## Work instructions
Copy every line of the material below without altering a single character.

Stored entries
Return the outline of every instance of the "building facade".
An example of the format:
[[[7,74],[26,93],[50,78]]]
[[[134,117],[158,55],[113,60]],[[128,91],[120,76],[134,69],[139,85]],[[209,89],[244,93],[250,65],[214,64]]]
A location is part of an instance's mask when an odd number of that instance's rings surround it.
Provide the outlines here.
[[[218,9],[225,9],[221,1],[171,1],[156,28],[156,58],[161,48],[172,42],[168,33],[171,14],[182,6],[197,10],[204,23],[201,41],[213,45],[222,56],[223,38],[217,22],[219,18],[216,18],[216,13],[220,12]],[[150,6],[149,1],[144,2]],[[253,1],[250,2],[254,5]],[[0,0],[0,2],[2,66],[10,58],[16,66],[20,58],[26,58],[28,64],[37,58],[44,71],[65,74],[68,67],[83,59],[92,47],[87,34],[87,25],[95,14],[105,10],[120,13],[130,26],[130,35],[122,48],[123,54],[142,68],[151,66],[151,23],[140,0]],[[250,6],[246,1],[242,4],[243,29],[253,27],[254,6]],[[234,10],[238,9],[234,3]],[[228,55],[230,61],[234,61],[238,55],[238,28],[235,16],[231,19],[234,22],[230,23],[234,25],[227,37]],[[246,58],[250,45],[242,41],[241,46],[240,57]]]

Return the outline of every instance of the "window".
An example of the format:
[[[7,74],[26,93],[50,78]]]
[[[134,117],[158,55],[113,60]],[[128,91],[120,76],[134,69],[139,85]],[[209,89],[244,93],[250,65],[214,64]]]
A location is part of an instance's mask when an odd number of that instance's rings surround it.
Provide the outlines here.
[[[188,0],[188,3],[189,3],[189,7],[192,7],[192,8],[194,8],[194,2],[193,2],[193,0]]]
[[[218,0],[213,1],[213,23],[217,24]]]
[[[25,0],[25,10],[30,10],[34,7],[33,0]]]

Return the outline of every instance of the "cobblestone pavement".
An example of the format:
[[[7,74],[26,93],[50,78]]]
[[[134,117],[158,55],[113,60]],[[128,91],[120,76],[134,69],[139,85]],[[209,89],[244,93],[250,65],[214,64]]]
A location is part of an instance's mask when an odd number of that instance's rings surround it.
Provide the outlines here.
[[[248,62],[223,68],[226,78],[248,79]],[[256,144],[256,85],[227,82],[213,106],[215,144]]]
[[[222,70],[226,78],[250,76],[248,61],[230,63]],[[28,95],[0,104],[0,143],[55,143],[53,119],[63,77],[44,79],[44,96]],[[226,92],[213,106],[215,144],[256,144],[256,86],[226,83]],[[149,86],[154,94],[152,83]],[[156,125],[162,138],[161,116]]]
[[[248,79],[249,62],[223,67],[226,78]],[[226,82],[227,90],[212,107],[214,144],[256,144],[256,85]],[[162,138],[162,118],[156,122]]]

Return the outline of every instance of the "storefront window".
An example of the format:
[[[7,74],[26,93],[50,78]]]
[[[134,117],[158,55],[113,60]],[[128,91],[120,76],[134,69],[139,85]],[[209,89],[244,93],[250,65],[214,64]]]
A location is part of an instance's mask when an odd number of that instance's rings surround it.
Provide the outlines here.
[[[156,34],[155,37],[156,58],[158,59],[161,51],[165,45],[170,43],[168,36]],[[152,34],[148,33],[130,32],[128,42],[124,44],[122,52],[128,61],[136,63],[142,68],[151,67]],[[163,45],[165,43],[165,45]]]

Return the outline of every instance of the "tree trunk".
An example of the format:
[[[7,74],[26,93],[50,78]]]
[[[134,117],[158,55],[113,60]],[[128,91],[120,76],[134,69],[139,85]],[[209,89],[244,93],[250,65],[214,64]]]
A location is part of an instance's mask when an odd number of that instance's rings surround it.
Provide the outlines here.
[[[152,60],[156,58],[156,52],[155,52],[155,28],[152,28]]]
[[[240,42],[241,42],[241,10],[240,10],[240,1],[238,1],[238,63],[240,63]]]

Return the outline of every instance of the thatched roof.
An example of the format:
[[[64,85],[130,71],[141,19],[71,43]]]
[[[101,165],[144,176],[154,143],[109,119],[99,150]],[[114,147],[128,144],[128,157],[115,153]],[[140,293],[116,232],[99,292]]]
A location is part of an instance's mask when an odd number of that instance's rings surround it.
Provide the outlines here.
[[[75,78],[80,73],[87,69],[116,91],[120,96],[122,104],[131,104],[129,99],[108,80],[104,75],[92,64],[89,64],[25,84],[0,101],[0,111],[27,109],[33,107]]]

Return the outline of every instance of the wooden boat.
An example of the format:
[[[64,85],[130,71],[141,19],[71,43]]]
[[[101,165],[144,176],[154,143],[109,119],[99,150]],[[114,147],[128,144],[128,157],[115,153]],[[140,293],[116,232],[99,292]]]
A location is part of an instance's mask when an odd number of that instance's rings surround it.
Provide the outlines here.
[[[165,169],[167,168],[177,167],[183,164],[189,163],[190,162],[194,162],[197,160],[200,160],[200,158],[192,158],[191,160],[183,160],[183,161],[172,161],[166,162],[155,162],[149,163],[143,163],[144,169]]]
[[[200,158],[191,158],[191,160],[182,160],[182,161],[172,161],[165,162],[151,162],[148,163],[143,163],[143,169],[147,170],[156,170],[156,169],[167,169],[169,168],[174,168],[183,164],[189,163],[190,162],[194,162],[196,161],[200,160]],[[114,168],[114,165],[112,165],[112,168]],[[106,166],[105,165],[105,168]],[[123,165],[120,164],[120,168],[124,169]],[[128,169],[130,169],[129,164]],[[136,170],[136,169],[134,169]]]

## Worked answer
Return the outline of every instance of the "building facade".
An example of the format:
[[[7,74],[26,93],[50,78]]]
[[[134,117],[158,55],[113,60]],[[128,91],[120,76],[134,69],[139,85]],[[209,89],[244,93],[250,65],[214,64]]]
A location is part of an instance's mask when an odd number of that instance's rings surround it.
Provide the outlines here.
[[[218,9],[225,9],[221,1],[171,1],[156,28],[156,58],[161,48],[172,42],[168,33],[171,14],[182,6],[197,10],[204,23],[201,41],[213,45],[222,56],[223,38],[217,22],[219,18],[216,18],[216,13],[220,12]],[[150,6],[149,1],[144,2]],[[253,1],[250,2],[254,5]],[[0,0],[0,2],[2,66],[10,58],[16,66],[20,58],[26,58],[28,64],[37,58],[44,71],[65,74],[68,67],[83,59],[92,47],[87,34],[87,25],[95,14],[105,10],[120,13],[130,26],[130,35],[122,48],[123,54],[142,68],[151,66],[151,23],[140,0]],[[250,6],[246,1],[242,4],[243,29],[253,27],[254,6]],[[234,10],[238,9],[234,3]],[[228,55],[230,61],[234,61],[238,55],[238,28],[235,16],[231,19],[234,22],[230,23],[234,25],[227,37]],[[246,58],[250,45],[242,41],[241,46],[240,57]]]

Return the outline of every instance of the "window".
An example of the format:
[[[7,74],[26,93],[50,78]]]
[[[134,117],[158,55],[113,60]],[[128,91],[120,76],[134,69],[139,85]],[[209,89],[244,93],[250,65],[214,64]]]
A location is part of an instance's mask when an odd number of that instance's rings surround it.
Provide the outlines here.
[[[188,0],[188,3],[189,3],[189,7],[192,7],[192,8],[194,8],[194,2],[193,2],[193,0]]]
[[[218,0],[213,1],[213,23],[217,24]]]
[[[25,0],[25,10],[30,10],[34,7],[33,0]]]

Return the outline of every instance of the "cobblestone pavement".
An example of the format:
[[[7,74],[26,93],[50,78]]]
[[[134,117],[158,55],[113,60]],[[128,91],[120,76],[134,69],[139,85]],[[209,89],[244,93],[250,65],[214,64]]]
A location is part of an instance's mask when an odd number of that instance's rings surround it.
Provide the outlines here.
[[[248,62],[223,68],[226,78],[248,79]],[[256,144],[256,85],[227,82],[213,106],[215,144]]]
[[[222,70],[226,78],[250,76],[248,61],[230,63]],[[28,95],[0,104],[0,143],[55,143],[53,119],[63,77],[44,79],[44,96]],[[226,92],[213,106],[215,144],[256,144],[256,86],[226,83]],[[149,86],[154,94],[152,83]],[[156,125],[162,138],[161,116]]]
[[[248,79],[249,62],[223,67],[226,78]],[[226,82],[227,90],[212,107],[214,144],[256,144],[256,85]],[[162,138],[162,118],[156,122]]]

Return the outline of every instance of the "storefront window".
An example of the format:
[[[7,74],[26,93],[50,78]]]
[[[134,117],[158,55],[113,60]],[[128,91],[120,76],[134,69],[139,85]],[[209,89],[244,93],[250,65],[214,64]]]
A location is part of an instance's mask when an odd number of that instance's rings surround it.
Provide the outlines here.
[[[156,34],[155,37],[156,58],[158,59],[161,51],[165,45],[170,43],[168,36]],[[152,34],[148,33],[130,32],[128,42],[124,44],[122,52],[128,61],[136,63],[142,68],[151,67]],[[163,45],[165,43],[165,45]]]

Return the outline of every instance of the "tree trunk".
An example of the format:
[[[7,74],[26,93],[50,78]]]
[[[134,117],[158,55],[113,60]],[[128,91],[120,76],[134,69],[139,85]],[[209,89],[244,93],[250,65],[214,64]]]
A location is part of an instance's mask when an odd number of that instance's rings surround it.
Provide the outlines here.
[[[152,60],[156,58],[156,52],[155,52],[155,28],[152,28]]]
[[[240,42],[241,42],[241,10],[240,10],[240,1],[238,1],[238,63],[240,63]]]

Return the outline of every instance of the thatched roof.
An example of the format:
[[[64,85],[130,71],[141,19],[71,43]]]
[[[101,165],[144,176],[154,143],[109,119],[99,150]],[[114,147],[128,144],[128,157],[115,153]],[[140,293],[116,232],[99,292]]]
A location is part of an instance's mask when an odd number of that instance's rings surround it.
Provide the outlines here.
[[[75,78],[80,73],[87,69],[116,91],[120,96],[122,104],[131,104],[129,99],[108,80],[104,75],[92,64],[89,64],[25,84],[0,101],[0,111],[27,109],[33,107]]]

Return the outline of every instance of the wooden boat.
An example of the format:
[[[64,85],[130,71],[141,19],[71,43]]]
[[[101,165],[144,176],[154,143],[109,119],[99,150]],[[114,147],[128,144],[128,157],[115,153]],[[140,293],[116,232],[99,292]]]
A location is part of an instance's mask when an odd number of that instance's rings surround it.
Provide the outlines here.
[[[165,169],[167,168],[177,167],[183,164],[189,163],[190,162],[194,162],[197,160],[200,160],[200,158],[192,158],[191,160],[183,160],[183,161],[172,161],[166,162],[155,162],[149,163],[143,163],[144,169]]]
[[[200,158],[191,158],[191,160],[182,160],[182,161],[172,161],[165,162],[151,162],[148,163],[143,163],[143,169],[147,170],[156,170],[156,169],[167,169],[169,168],[174,168],[183,164],[189,163],[190,162],[194,162],[196,161],[200,160]],[[114,168],[114,165],[112,165],[112,168]],[[106,166],[105,165],[105,168]],[[123,165],[120,164],[120,168],[124,169]],[[128,169],[130,169],[129,164]],[[136,170],[136,169],[134,169]]]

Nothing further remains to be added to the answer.